--- EXERCISE PROMPT ---
Rewrite the listing below with each "camel leg" changed to "camel hoof", leaving everything else as it is.
======
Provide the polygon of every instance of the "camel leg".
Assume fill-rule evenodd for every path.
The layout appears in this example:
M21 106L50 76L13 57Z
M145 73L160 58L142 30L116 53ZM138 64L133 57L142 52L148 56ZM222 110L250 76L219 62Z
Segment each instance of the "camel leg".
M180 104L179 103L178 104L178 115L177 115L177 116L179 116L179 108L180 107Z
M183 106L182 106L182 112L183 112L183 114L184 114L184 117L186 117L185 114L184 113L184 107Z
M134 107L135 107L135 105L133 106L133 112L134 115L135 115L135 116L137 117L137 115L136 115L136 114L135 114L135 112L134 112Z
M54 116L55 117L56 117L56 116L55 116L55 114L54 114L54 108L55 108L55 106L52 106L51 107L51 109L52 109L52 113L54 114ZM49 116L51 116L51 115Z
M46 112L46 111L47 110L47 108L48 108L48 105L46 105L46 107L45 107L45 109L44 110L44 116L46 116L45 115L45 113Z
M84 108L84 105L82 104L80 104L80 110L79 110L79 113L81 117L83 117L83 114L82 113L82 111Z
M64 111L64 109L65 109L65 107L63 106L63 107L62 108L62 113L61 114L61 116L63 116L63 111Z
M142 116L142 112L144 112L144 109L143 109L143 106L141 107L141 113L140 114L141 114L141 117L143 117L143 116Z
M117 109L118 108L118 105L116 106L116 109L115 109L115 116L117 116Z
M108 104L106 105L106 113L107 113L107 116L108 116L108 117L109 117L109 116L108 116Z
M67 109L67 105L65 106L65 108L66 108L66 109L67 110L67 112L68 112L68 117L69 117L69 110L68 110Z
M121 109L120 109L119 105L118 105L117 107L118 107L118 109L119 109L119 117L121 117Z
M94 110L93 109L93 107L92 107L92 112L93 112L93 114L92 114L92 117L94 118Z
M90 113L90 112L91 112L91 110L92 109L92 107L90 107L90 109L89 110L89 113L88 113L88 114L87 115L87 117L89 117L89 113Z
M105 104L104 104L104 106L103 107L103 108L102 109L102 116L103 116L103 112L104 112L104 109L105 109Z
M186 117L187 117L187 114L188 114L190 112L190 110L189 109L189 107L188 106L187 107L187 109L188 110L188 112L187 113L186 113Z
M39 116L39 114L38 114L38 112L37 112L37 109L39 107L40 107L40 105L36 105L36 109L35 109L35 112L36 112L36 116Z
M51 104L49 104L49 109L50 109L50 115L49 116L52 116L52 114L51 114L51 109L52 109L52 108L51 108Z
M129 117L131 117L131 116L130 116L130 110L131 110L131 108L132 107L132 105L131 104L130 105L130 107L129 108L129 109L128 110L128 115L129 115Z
======
--- EXERCISE SOLUTION ---
Provide the polygon of every instance of the "camel hoof".
Assume fill-rule evenodd for every path.
The layout appears in this example:
M21 106L50 76L13 57Z
M145 73L160 58L142 30L116 53ZM138 64L133 57L142 52L148 56ZM222 110L250 76L219 62Z
Segment each instance of the "camel hoof".
M180 104L179 103L178 104L178 115L177 115L177 116L179 116L179 108L180 107Z
M183 106L182 106L182 112L183 112L183 114L184 114L184 117L186 117L185 114L184 113L184 107Z
M134 107L135 107L135 105L133 106L133 112L134 115L135 115L135 116L137 117L137 115L136 115L136 114L135 114L135 112L134 112Z
M54 116L55 117L56 117L56 116L55 116L55 114L54 114L54 108L55 108L55 106L52 106L51 107L51 109L52 109L52 113L54 114ZM49 116L51 116L51 115Z
M46 112L46 111L47 110L47 108L48 108L48 105L46 105L46 107L45 107L45 109L44 110L44 116L46 116L45 115L45 113Z
M84 108L84 105L82 104L80 104L80 110L79 110L79 113L81 117L83 117L83 114L82 113L82 111Z
M64 111L64 109L65 109L65 107L63 106L63 107L62 108L62 113L61 114L61 116L63 116L63 111Z
M142 116L142 112L144 112L144 109L143 109L143 106L141 107L141 113L140 114L141 114L141 117L143 117L143 116Z
M117 109L118 108L118 105L116 106L116 109L115 109L115 116L117 116Z
M108 104L106 105L106 113L107 113L107 116L108 116L108 117L109 117L109 116L108 116Z
M67 109L67 105L65 106L65 108L66 108L66 109L67 110L67 112L68 112L68 117L69 117L69 110L68 110Z
M121 109L120 109L119 105L118 105L117 107L118 107L118 109L119 109L119 117L121 117Z
M94 110L93 109L93 107L92 107L92 112L93 112L93 114L92 114L92 117L94 118Z
M90 113L90 112L91 112L91 110L92 109L92 107L90 107L90 109L89 110L89 113L88 113L88 114L87 115L87 117L89 117L89 113Z
M105 104L104 104L104 106L103 107L103 108L102 109L102 116L103 116L103 112L104 112L104 109L105 109Z
M186 117L187 117L187 114L188 114L190 112L190 110L189 109L189 107L188 106L187 107L187 109L188 110L188 112L187 113L186 113Z
M39 116L39 114L38 114L38 112L37 112L37 109L39 107L40 107L40 105L36 105L36 109L35 109L35 112L36 112L36 116Z
M51 104L49 104L49 109L50 109L50 115L49 116L52 116L52 114L51 114L51 109L52 109L52 108L51 108Z
M129 117L131 117L131 116L130 116L130 110L131 110L131 108L132 107L132 105L131 104L130 105L130 107L129 108L129 109L128 110L128 115L129 115Z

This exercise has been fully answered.